Friday, August 10, 2007

Grains of Sand

To see a World in a Grain of Sand
And a Heaven in a Wild Flower,
Hold Infinity in the palm of your hand
And Eternity in an hour.


— William Blake


So, what’s next?

Based on yesterday’s and this morning’s market events around the world, it appears that what might have been a small snow slide resulting from problems in the US subprime mortgage sector has turned into a true avalanche involving multiple market sectors and geographies. Sectors as apparently far afield as commercial paper, equity “quant” trading, and overnight bank credit markets all seem to be roiled with troubles. But is the contagion spent already, or is it gathering momentum?

_ _ _ _ _

* Direction 1
Pick out and copy every row that contains the word "Provide", treating uppercase and lowercase as different.

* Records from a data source
_ _ _ _ _

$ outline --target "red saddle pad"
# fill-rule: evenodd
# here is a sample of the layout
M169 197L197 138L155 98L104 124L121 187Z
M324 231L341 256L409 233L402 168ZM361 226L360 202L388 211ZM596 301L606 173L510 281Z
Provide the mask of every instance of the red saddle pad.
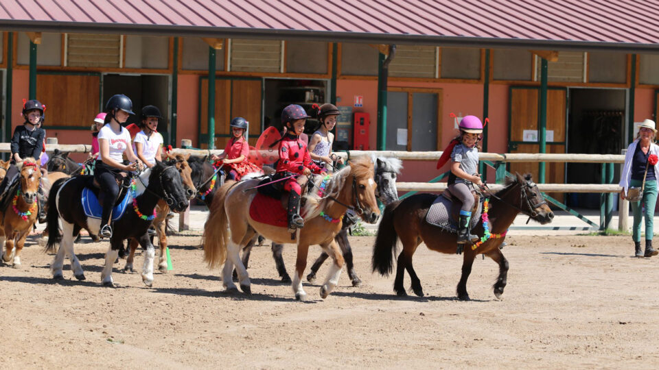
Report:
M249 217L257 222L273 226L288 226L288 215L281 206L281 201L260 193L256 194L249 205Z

_ _ _ _ _

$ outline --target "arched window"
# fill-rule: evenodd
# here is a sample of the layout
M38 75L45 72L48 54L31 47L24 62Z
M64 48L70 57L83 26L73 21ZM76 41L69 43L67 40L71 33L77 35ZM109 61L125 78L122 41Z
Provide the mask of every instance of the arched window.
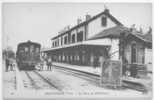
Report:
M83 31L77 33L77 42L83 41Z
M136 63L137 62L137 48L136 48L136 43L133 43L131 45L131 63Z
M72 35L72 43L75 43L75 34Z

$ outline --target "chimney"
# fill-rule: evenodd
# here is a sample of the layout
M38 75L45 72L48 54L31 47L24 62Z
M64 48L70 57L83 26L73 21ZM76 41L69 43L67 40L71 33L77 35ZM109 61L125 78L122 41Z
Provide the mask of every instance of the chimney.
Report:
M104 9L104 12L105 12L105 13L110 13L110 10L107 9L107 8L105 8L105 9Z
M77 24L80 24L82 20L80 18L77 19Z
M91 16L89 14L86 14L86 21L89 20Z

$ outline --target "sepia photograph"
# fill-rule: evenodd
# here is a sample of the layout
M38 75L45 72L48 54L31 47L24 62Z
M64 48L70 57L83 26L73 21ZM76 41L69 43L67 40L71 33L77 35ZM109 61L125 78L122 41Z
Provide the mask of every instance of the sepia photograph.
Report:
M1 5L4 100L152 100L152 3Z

_ _ _ _ _

* Direction 2
Decide whether each statement below agrees with the post on market troubles: (a) the quoted verse is credited to William Blake; (b) the post says the troubles have stayed within the US subprime mortgage sector; (c) the post states that the contagion is already spent. Answer yes or no for each and quote the words from the post that decide it.

* Expected output 1
Provide the mask of every instance of the red saddle pad.
Provide the mask of every instance of the arched window.
Provide the mask of every instance of the chimney.
Provide the mask of every instance of the sepia photograph.

* Expected output 2
(a) Yes: "— William Blake"
(b) No: "has turned into a true avalanche involving multiple market sectors and geographies"
(c) No: "But is the contagion spent already, or is it gathering momentum?"